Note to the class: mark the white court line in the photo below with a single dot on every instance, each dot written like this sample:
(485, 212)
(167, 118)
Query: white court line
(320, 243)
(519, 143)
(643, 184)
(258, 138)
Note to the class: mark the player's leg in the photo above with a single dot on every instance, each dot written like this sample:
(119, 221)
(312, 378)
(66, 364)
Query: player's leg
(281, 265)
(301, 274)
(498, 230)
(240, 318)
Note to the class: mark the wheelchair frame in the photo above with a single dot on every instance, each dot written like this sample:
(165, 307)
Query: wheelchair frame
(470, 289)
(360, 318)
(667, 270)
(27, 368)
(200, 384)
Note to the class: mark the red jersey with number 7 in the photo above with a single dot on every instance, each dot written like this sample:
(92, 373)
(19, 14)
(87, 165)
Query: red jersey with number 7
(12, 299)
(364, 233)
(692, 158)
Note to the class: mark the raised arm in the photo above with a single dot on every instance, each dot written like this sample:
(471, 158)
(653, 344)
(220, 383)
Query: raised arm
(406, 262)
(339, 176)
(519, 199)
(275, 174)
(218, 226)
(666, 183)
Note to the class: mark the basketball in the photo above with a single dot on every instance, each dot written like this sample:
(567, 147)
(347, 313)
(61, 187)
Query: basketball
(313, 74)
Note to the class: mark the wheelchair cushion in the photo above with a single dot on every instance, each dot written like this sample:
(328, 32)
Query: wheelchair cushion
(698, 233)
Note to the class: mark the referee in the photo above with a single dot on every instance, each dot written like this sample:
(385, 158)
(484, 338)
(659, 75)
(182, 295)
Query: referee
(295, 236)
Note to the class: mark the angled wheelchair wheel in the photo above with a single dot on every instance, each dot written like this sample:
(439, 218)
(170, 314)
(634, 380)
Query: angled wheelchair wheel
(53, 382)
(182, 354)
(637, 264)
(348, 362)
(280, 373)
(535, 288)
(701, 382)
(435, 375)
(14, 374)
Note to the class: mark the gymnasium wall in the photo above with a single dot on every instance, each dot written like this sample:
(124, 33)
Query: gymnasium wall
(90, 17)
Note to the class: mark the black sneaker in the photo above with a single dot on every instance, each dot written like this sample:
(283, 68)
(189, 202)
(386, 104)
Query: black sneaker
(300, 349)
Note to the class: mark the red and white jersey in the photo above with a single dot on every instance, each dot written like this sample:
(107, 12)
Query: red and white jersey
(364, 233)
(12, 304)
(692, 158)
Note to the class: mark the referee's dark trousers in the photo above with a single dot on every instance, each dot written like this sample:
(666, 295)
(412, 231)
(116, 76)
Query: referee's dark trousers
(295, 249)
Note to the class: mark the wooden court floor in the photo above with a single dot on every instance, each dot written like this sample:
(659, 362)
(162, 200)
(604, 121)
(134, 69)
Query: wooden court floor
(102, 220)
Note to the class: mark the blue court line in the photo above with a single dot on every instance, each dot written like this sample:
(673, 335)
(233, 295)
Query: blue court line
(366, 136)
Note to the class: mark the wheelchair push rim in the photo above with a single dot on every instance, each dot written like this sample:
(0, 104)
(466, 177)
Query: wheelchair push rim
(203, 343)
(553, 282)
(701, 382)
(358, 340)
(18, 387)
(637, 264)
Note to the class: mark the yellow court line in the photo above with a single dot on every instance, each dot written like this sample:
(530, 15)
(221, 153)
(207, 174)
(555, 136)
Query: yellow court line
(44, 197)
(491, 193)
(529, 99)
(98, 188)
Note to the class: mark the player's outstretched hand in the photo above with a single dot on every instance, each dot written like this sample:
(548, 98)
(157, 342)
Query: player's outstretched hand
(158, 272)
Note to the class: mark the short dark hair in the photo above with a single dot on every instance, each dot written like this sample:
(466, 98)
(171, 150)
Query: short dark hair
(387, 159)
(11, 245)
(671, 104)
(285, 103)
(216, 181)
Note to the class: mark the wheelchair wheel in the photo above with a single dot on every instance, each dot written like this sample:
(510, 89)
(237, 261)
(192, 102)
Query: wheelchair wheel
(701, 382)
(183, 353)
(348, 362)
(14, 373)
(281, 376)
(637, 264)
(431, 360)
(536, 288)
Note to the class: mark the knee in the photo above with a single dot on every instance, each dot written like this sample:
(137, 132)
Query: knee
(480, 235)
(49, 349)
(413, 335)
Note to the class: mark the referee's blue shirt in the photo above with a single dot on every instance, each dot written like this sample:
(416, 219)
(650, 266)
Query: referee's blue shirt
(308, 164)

Task: Take the line with "Note to the class: mark the wheelchair wheel" and all lines after it to the last line, and reproduce them exactly.

Written reply:
Note to the class: mark the wheelchair wheel in the photo above with a single dot on every instance, each dot written like this sample:
(510, 89)
(237, 261)
(192, 102)
Query: wheelchair wheel
(701, 382)
(183, 353)
(348, 362)
(14, 373)
(281, 376)
(637, 264)
(431, 360)
(536, 288)
Note to the class: mark the knee in the photo above with a single dot on every instance, each dot written like this sample:
(137, 132)
Query: knee
(480, 235)
(49, 349)
(413, 335)
Note to the class: mark the referee's blue shirt in the photo above with a single dot on every instance, each dot written like this sample:
(416, 219)
(650, 266)
Query: referee's blue shirt
(308, 164)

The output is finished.